Reprenez l'article sur la ruée des préadolescentes vers les sérums anti-âge et rédigez-en la suite à partir de sa dernière phrase.

**** Texte source

Jouer à se maquiller ou à imiter la routine beauté de sa mère n’a rien de nouveau, selon la professeure agrégée au département de marketing de l’Université Laval, Jessica Darveau.

Le maquillage est un produit, mais aussi un outil qui va permet aux enfants d’expérimenter et d'incarner la personne qu'ils veulent être», résume-t-elle.

Ce nouveau «jeu» dans lequel des préadolescentes à la peau de bébé se ruent sur des sérums anti-âge haut de gamme dans le but de prévenir l’apparition de leurs premières rides — et en font la promotion sur les réseaux sociaux— en est toutefois un plus préoccupant, reconnaît la spécialiste.

«On n’est vraiment pas dans la fantaisie d’un baume à lèvres à la barbe à papa ou des brillants appliqués au visage.»

«Sephora ne s’est toujours pas prononcé sur la tendance, mais on sait que la maison mère a fait beaucoup d’argent dans la dernière année», rappelle la doctorante en communication et chargée de cours à l'École des médias de l'UQAM, Laurence Grondin Robillard.

********
**** Extraits de données

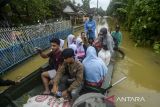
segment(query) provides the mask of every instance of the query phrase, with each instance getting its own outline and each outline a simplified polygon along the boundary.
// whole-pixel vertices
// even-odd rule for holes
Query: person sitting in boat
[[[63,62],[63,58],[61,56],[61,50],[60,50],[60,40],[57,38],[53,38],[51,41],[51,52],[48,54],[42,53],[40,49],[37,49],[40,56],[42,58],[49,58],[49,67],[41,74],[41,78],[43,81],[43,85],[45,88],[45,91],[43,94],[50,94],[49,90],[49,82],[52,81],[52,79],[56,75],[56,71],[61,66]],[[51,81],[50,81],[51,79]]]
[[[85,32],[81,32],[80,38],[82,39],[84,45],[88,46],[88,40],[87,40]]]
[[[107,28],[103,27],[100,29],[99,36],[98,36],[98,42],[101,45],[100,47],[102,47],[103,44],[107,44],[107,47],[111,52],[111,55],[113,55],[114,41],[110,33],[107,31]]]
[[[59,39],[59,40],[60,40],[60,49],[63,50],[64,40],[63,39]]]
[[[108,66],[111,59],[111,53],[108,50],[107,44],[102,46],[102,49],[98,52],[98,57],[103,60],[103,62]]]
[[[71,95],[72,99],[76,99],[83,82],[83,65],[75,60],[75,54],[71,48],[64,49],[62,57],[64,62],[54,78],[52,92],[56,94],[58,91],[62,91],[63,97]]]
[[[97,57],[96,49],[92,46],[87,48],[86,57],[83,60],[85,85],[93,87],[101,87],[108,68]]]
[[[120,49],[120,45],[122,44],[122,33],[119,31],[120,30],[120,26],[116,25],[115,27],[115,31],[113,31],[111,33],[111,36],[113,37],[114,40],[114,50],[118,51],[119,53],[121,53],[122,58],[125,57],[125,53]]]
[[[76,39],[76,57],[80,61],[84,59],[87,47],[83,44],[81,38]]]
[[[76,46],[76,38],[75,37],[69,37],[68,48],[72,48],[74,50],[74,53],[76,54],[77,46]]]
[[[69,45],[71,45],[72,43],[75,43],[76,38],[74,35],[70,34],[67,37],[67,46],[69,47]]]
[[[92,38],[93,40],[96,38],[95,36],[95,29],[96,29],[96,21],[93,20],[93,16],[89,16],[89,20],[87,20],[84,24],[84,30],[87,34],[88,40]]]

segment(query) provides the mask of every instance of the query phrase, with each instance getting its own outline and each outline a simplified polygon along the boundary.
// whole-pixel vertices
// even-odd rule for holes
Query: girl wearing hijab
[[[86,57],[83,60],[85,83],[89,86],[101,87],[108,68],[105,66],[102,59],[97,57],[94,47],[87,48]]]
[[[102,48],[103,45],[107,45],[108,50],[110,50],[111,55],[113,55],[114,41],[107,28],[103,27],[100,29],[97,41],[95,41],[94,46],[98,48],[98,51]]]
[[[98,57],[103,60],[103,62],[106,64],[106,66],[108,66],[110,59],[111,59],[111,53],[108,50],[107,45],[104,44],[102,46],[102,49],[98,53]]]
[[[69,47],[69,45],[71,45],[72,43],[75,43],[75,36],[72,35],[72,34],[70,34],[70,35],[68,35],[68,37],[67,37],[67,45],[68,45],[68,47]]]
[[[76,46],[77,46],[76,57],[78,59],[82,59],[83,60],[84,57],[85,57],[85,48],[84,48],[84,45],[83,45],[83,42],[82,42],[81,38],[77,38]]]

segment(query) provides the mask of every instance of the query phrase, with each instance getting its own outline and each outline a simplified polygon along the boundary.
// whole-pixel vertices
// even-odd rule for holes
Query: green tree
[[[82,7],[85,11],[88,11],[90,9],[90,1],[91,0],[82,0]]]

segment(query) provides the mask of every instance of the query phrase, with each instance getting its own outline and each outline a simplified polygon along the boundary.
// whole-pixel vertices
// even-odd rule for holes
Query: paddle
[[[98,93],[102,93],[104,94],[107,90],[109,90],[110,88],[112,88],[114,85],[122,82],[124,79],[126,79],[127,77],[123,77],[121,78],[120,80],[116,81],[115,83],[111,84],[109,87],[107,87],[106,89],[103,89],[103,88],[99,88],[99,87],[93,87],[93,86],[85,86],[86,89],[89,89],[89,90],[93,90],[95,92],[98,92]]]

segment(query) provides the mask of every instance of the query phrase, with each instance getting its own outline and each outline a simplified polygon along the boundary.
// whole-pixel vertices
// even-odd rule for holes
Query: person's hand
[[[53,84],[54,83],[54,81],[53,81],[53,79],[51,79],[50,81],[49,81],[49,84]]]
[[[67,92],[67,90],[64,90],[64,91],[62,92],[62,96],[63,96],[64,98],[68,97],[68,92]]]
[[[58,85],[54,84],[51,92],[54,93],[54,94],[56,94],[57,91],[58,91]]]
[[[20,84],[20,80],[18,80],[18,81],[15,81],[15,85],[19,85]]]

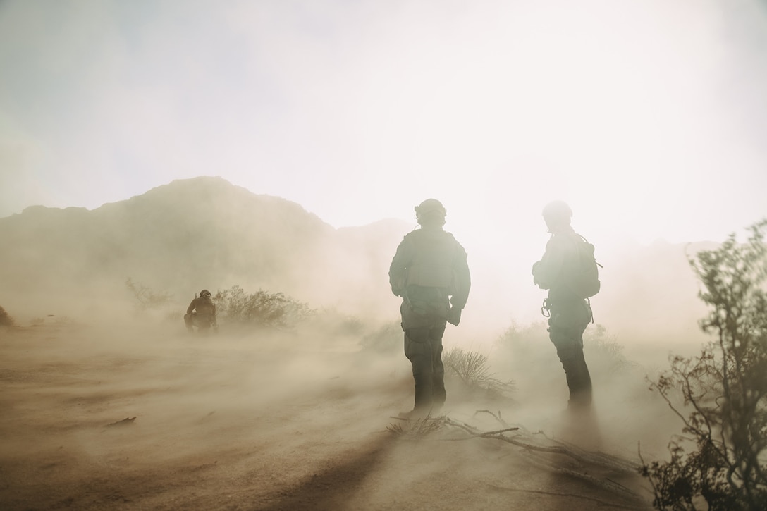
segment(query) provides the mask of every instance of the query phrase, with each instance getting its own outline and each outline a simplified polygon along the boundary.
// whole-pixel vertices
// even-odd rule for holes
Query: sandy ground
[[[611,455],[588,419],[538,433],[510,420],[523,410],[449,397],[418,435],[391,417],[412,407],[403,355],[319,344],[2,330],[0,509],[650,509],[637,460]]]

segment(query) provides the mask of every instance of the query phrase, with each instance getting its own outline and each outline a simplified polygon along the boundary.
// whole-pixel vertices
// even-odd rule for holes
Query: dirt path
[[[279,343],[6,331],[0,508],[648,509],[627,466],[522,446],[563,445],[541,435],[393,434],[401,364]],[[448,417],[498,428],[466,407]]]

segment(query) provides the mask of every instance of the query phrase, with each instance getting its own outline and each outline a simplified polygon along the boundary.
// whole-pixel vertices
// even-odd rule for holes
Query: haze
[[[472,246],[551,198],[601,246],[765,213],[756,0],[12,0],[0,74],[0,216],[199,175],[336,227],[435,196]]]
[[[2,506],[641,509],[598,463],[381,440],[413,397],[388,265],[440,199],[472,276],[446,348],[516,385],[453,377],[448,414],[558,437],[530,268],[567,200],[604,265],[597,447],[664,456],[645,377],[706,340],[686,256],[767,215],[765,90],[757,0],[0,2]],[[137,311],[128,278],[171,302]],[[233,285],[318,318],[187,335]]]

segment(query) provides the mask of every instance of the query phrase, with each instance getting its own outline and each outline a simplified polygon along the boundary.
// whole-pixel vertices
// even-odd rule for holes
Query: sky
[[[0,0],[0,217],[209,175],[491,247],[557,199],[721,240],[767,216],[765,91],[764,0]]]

********

Résultat:
Propriété de la chaîne de produits de luxe LVMH, l’entreprise a rapporté en 2023 «une performance exceptionnelle dans la plupart de ses marchés, avec une croissance des ventes partout à travers le monde», indique Mme Grondin Robillard.

En encourageant la surconsommation, l’idée d’une routine beauté aussi complexe est lucrative pour les entreprises de cosmétiques, certes, mais un peu moins pour l’estime personnelle des jeunes filles, selon les expertes consultées par 24 heures.

«Ça change la perception de ce qu’on doit appliquer pour prendre soin de soi. Et si cette routine est faite tous les matins et tous les soirs par un enfant, c’est la dérive. Ce n’est plus un jeu», déplore Jessica Darveau.